======== Supplied data ========
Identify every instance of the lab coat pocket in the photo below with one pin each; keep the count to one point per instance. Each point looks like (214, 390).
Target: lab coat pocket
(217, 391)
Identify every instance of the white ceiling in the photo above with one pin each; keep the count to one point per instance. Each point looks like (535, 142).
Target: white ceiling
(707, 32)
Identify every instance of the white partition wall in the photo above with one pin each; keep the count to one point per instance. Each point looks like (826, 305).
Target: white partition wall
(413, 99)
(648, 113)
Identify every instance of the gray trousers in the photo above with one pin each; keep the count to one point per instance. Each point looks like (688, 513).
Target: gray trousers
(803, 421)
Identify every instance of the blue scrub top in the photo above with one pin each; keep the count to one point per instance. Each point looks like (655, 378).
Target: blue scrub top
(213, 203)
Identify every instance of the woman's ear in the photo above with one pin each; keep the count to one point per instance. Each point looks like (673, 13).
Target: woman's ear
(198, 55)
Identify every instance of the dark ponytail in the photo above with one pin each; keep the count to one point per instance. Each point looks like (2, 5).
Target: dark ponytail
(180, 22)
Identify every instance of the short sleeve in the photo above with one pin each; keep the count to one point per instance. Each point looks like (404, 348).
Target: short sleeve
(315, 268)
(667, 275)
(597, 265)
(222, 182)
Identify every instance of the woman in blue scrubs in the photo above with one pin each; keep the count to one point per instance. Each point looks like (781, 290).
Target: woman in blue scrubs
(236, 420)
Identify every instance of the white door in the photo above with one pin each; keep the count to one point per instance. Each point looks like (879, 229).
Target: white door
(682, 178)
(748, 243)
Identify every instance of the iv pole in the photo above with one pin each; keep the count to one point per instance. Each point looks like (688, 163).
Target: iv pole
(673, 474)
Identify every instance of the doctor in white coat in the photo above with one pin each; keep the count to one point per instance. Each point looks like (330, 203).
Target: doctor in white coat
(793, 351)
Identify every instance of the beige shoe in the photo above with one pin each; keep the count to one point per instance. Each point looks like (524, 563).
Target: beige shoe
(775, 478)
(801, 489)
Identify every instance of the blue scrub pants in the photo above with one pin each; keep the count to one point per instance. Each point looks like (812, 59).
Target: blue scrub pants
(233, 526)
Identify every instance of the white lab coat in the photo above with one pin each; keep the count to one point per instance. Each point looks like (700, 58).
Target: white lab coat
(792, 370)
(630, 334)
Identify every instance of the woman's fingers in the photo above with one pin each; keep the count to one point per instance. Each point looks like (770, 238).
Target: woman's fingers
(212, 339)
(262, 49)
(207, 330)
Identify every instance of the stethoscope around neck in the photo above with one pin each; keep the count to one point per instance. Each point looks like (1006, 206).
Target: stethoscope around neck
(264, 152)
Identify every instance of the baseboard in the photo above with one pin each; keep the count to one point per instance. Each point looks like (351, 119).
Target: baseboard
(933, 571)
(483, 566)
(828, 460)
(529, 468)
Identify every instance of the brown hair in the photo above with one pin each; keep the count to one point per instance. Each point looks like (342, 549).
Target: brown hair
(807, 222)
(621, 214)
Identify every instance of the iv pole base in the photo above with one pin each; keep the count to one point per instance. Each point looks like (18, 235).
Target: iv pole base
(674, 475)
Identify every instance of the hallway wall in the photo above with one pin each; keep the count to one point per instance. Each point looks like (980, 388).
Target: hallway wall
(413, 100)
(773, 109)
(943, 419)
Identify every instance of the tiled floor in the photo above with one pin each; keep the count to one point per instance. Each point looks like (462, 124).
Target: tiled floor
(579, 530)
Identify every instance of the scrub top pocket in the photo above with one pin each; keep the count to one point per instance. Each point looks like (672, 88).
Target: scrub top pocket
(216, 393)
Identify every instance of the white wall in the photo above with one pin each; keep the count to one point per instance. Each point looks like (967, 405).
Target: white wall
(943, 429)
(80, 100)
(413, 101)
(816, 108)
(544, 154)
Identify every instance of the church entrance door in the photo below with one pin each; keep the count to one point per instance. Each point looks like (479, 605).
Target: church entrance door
========
• About this task: Print the material verbatim, all of it.

• Answer to the problem:
Identify every instance of the lab coat pocket in the photo below with one pin each; keep the count to one point per instance. Each point looks like (214, 390).
Target: lab coat pocket
(217, 391)
Identify every instance of the white ceiling in the photo above with one pin each; keep the count to one point per instance. Each point looks like (535, 142).
Target: white ceiling
(707, 32)
Identify every instance of the white partition wall in the photo above with one pin each; keep the count to one point per instance. Each point looks like (826, 305).
Target: white partition wall
(413, 99)
(648, 113)
Identify every instance of the gray trousers in the photo above with one pin each; keep the count to one point per instance. Each point looks like (688, 513).
Target: gray trousers
(803, 421)
Identify every instance of the blue scrub top in the photo above with one pin each; keep the count to one point per instance. Each point looks like (655, 378).
Target: blue scrub top
(213, 203)
Identify every instance of the woman's ear in the photo above with one pin each; keep the count to one point per instance. Each point looks like (673, 13).
Target: woman's ear
(198, 55)
Identify every instance of the dark ponytail in the photo above with one pin each; keep the count to one point per instance. Each point looks like (2, 5).
Target: dark ponytail
(180, 22)
Identify every instance of the short sleeve in the photo above with one pin each; keep the count to one point per instance. Each point looks like (404, 348).
Target: short sleeve
(315, 268)
(667, 275)
(597, 265)
(222, 182)
Identify every instance of the woman in blue scrubs in the photo above with one pin each; keep the count to one point per instance. Each point looks like (781, 290).
Target: woman in blue scrubs
(236, 420)
Identify every instance of the white door in the photo above with one pin each; keep the count to one point per instance. Each point looks like (879, 229).
Target: white door
(682, 178)
(748, 243)
Identify every instance of the iv pole in the photo above with one pin each; keep the count to one point per instance. Each point looks like (688, 163).
Target: iv pole
(673, 474)
Identify every instance of the doctor in white coat in the photo above with one pin each; keep the count to one point per instance. Each point looks like (330, 203).
Target: doctor in white coat
(793, 351)
Identify every instance of the beige shoe in the photo above with one pin each; keep the count to one point per instance. Each point looks like (524, 563).
Target: beige shoe
(775, 478)
(801, 489)
Identify every instance of the blue scrub pants in the photo above with one pin each; keep the count to one point per instance. Each point looks like (812, 59).
Target: blue scrub pants
(233, 526)
Identify every instance of the white lab coat in the photo above with one pin each; keep the count to one point per instance. Each point looks like (700, 58).
Target: white lab coat
(792, 370)
(630, 334)
Identify every instance of the woman's fingers in the photo above with one pin each; keep the count to one point per instance. Each point looks like (770, 238).
Target: woman's fingers
(212, 339)
(262, 49)
(207, 330)
Identify every instance of the stethoscope around neck in the photo above with one pin each; keep the count to one point per instance. Each point looks like (1006, 206).
Target: stethoscope around neck
(264, 152)
Identify every instance of the baseboard in the photo above with one pin each; keep the count to one point per instance. Each point looks like (351, 119).
Target: baseboard
(933, 571)
(483, 566)
(828, 460)
(529, 468)
Identify every instance of the brown hair in the photo above with one pin each; keep the count to one point per instance. Each point looks like (342, 549).
Target: brown hair
(807, 222)
(621, 214)
Identify every instance of the iv pole base in the photo above with one pin each; keep the count to one point per instance. Each point looks like (18, 235).
Target: iv pole base
(674, 475)
Identify every instance of the hallway wall in the photo above with one pin each; keep the count to one point per instance. Each point looks like (980, 388).
Target: hallway wall
(413, 100)
(773, 109)
(943, 419)
Identify every instance of the tiled floor in the photo above with one pin each; keep the count to one point per instance. Each point looks like (462, 124).
Target: tiled floor
(579, 530)
Identify every instance of the scrub top pocket in the photo above with one pin each; keep the count to one point per instance. Each point looks like (672, 88).
Target: scrub top pocket
(216, 393)
Identify every instance of the white wall in the photo above with one pin each; keep the count to one point per instance. Each point looks like (967, 405).
Target: white wall
(943, 429)
(80, 100)
(413, 101)
(816, 108)
(544, 154)
Identify every instance of the church entrance door in the photo below with one pin each; keep the count to one point per instance. Each point looks like (479, 605).
Target: church entrance door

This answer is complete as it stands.